What you will do: Write out the complete material exactly as it stands.

-----

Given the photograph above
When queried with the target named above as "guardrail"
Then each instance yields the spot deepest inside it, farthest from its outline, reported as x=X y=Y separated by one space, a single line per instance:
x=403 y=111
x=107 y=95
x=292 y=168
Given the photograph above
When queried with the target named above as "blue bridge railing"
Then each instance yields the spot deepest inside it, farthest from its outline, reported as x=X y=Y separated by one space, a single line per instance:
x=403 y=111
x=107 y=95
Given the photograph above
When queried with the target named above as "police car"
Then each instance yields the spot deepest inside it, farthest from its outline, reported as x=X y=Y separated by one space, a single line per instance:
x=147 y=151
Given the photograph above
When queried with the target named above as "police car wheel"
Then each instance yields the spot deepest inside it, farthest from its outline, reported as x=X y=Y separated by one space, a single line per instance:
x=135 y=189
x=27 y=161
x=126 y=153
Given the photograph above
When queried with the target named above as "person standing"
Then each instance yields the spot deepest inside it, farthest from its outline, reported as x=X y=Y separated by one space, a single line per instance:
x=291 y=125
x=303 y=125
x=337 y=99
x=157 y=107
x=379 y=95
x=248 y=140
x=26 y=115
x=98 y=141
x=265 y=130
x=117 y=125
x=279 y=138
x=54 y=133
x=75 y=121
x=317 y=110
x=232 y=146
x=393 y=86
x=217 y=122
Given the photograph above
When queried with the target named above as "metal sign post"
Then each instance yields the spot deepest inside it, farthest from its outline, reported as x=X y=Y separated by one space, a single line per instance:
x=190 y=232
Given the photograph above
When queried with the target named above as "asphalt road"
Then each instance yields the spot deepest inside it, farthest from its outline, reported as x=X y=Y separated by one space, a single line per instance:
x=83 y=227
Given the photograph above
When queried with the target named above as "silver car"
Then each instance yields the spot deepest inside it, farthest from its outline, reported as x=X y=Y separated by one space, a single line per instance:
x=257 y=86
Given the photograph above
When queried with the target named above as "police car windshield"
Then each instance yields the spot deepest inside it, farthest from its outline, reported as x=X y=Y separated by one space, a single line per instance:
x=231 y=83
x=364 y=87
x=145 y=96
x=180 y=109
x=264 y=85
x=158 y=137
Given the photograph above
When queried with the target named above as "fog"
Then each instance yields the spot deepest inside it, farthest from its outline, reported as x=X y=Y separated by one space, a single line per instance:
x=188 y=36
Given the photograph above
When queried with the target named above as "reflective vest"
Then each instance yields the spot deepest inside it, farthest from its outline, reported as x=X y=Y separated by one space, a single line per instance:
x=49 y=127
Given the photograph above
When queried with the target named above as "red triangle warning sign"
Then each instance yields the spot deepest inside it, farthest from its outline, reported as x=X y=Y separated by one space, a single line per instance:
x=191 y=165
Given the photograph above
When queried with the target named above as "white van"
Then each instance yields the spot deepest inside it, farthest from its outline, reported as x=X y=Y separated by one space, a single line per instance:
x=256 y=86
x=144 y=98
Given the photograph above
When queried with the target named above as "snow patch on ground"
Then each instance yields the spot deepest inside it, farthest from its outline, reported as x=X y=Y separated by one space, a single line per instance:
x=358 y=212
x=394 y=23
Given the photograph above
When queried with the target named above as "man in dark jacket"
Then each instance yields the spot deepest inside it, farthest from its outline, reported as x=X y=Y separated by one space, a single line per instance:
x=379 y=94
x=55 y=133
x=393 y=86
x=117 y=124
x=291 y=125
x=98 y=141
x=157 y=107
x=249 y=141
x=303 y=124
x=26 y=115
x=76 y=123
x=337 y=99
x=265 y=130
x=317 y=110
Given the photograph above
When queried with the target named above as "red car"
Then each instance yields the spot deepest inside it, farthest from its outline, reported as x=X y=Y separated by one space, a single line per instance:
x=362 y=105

-----

Task result:
Given the photograph above
When queried with the target named above as "guardrail"
Then each instance yields the spot deepest inside it, farthest from its outline, reported as x=X y=Y separated by one space, a single line per instance:
x=403 y=111
x=107 y=95
x=292 y=168
Given the photograph above
When queried with the target named above as "blue bridge railing"
Then each instance yields the spot deepest inside it, farthest from its outline, reported as x=X y=Y separated by one space, a single line per instance:
x=403 y=111
x=107 y=95
Given the photograph above
When queried with the target named above as "police car"
Then each instance yields the spot deepest inside it, farthest from its outline, reported as x=X y=Y separated by one space, a single line per instance:
x=147 y=151
Given the photograph above
When queried with the target named above as "police car wheel"
Then each instance yields the spot deepest inside it, farthest from its outline, reported as x=X y=Y separated by one space, a single line per instance:
x=135 y=189
x=27 y=161
x=126 y=153
Given the photograph above
When queried with the target named above as "person standing"
Then each instance yields the spot deepest inside it, farthest from its outline, reported as x=X y=Y separated by one space, a single line per instance:
x=291 y=125
x=303 y=125
x=337 y=99
x=157 y=107
x=379 y=95
x=248 y=140
x=26 y=115
x=98 y=141
x=265 y=130
x=117 y=125
x=279 y=138
x=54 y=133
x=75 y=121
x=317 y=110
x=232 y=146
x=393 y=86
x=217 y=122
Given the photograph above
When queried with the target named above as "metal sign post"
Then each instance yields the spot deepest inside it, farthest from its outline, reported as x=X y=Y separated by one space, a single line per instance:
x=190 y=232
Given the photograph above
When queried with the target named above as "asphalt road"
Then each instance yields the spot deepest inside it, farthest from its outline, reported as x=X y=Y separated by one space, a single line per instance:
x=83 y=227
Given the photograph above
When queried with the target named above as "silver car"
Then each instance yields the spot deepest inside it, farthest from its outline, reported as x=X y=Y separated by one space, a single line per instance:
x=257 y=86
Given the photograph above
When queried with the target named above as "police car windshield"
Then each instance yields the spot deepest inside it, farthest from its outline, reported as x=X y=Y separated by one space, a single line per instance:
x=231 y=83
x=364 y=87
x=145 y=96
x=180 y=109
x=264 y=85
x=158 y=137
Given the photograph above
When queried with the target named above as "fog"
Then each instance yields the spot deepest inside it, farthest from its outline, reported as x=X y=Y separated by one space, a single line per instance:
x=188 y=36
Given the photograph above
When queried with the target named above as "reflective vest"
Then each instance yields the spot deepest inside it, farthest from its outline, reported as x=X y=Y separated by one space, a single line per instance:
x=49 y=127
Given the photograph above
When queried with the target named above as "red triangle warning sign"
Then each instance yields the spot deepest inside it, farthest from its outline, reported as x=X y=Y separated by one space, a single line per instance:
x=191 y=165
Given the photograph above
When queried with the target named above as "white van"
Then each instance yields the spot deepest inside it, farthest from its outline, reported as x=X y=Y separated by one space, a single line per instance:
x=256 y=86
x=144 y=98
Given the photograph above
When queried with the target named above as "snow patch on ground"
Then each instance yields the spot deepest inside it, farthest from its outline, reported as x=X y=Y separated by one space, a single line per instance:
x=358 y=212
x=394 y=23
Given the photograph above
When queried with the target named above as "man in dark jacket"
Then each instance yields the spot deepest inside it, farthest from its outline, reported as x=X y=Y separated by one space, a single line per instance:
x=379 y=94
x=55 y=133
x=393 y=86
x=117 y=124
x=291 y=125
x=98 y=141
x=157 y=107
x=249 y=141
x=303 y=124
x=26 y=115
x=76 y=123
x=337 y=99
x=265 y=130
x=317 y=110
Given the photograph above
When queried with the target named above as "red car"
Then each instance yields the spot deepest inside it, farthest from its outline, reported as x=X y=Y separated by one space, a single line per instance:
x=362 y=105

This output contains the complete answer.